EXERCISE AIM:
In the listing below, count the lines containing the string "with" and state only the number.
____ AVAILABLE DATA
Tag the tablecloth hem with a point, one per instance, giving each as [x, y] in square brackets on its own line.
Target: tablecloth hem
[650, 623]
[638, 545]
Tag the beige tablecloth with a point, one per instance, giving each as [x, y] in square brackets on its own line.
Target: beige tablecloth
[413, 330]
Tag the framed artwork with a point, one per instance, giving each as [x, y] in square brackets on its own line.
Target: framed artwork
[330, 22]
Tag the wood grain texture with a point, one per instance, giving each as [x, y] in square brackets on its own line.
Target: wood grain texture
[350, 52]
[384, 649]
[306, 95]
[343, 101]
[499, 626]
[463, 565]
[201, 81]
________
____ AVAILABLE DATA
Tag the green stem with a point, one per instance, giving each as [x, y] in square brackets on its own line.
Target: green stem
________
____ AVAILABLE DATA
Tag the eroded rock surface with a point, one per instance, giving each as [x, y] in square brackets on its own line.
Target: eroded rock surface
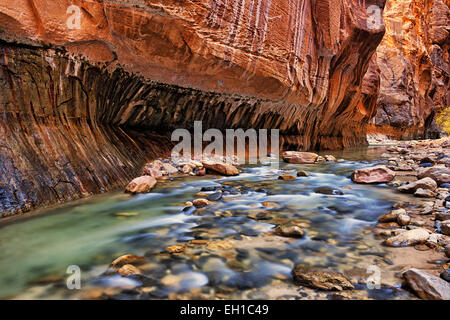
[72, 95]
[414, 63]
________
ANSWER TO THIS TASK:
6